▸ **EXERCISE BRIEF**
Copy out every line in the records below that contains the word "staircase". Only matches with the same upper and lower case count.

━━━━━━━━━━

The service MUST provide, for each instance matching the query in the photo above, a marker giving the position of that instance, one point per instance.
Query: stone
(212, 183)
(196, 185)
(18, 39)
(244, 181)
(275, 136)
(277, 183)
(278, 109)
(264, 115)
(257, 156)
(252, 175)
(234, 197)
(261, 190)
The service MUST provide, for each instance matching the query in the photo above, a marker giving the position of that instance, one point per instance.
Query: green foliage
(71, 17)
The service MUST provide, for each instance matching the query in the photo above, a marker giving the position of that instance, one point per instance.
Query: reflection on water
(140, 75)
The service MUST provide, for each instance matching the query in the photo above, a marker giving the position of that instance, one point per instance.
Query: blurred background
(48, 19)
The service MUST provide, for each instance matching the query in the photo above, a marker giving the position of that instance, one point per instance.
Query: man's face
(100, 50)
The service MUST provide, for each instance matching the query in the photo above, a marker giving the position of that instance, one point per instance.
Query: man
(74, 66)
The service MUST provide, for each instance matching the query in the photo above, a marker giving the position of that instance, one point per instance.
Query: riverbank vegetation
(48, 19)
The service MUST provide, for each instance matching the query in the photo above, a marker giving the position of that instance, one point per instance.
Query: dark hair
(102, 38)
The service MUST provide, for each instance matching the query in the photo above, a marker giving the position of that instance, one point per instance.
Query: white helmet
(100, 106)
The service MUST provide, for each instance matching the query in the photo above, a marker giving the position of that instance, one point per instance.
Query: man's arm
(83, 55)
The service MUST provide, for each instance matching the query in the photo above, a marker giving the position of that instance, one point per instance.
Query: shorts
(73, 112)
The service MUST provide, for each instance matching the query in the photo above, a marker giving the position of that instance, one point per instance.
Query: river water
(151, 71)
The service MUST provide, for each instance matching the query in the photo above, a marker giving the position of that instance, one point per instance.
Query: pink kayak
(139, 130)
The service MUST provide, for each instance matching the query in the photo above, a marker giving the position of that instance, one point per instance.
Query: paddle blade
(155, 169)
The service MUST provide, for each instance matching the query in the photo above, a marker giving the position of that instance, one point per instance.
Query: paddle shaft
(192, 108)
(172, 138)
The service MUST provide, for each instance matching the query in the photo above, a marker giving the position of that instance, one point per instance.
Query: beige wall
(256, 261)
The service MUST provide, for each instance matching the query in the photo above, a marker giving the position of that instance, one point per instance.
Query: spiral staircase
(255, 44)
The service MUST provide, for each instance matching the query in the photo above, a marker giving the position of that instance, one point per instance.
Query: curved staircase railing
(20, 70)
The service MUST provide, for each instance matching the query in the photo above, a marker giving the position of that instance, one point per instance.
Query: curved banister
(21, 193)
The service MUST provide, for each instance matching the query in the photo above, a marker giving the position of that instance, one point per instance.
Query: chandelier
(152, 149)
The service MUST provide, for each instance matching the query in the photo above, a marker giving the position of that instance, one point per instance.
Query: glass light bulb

━━━━━━━━━━

▸ **THE RESPONSE**
Query: spiral staircase
Query: curved staircase railing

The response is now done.